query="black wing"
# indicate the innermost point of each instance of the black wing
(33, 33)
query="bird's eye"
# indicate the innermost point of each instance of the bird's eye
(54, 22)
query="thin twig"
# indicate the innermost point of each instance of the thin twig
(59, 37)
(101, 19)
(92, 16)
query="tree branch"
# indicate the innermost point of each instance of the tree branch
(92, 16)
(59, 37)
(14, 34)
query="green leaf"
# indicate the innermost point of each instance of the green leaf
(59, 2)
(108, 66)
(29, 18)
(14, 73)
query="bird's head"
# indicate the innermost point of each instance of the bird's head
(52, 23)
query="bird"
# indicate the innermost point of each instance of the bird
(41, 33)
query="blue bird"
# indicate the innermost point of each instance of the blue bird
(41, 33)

**Problem requirements:**
The data, all of it, should be transcribed exactly.

**The answer:**
query="black wing"
# indicate the innermost point of each instance of the black wing
(33, 33)
query="bird's eye"
# indicate the innermost point of each instance of the bird's eye
(54, 22)
query="thin twig"
# indicate the innermost point of each instance of the thin twig
(59, 37)
(101, 19)
(92, 16)
query="tree branch"
# indicate the innermost point of each instance of the tree branch
(92, 16)
(59, 37)
(14, 34)
query="green leaf"
# indicate the innermost point of each instance of the green leaf
(59, 2)
(108, 66)
(29, 18)
(14, 73)
query="bird's head"
# indicate the innermost point of each instance of the bird's head
(52, 23)
query="bird"
# indicate the innermost point of each instance of the bird
(41, 33)
query="blue bird"
# indicate the innermost point of each instance of the blue bird
(41, 33)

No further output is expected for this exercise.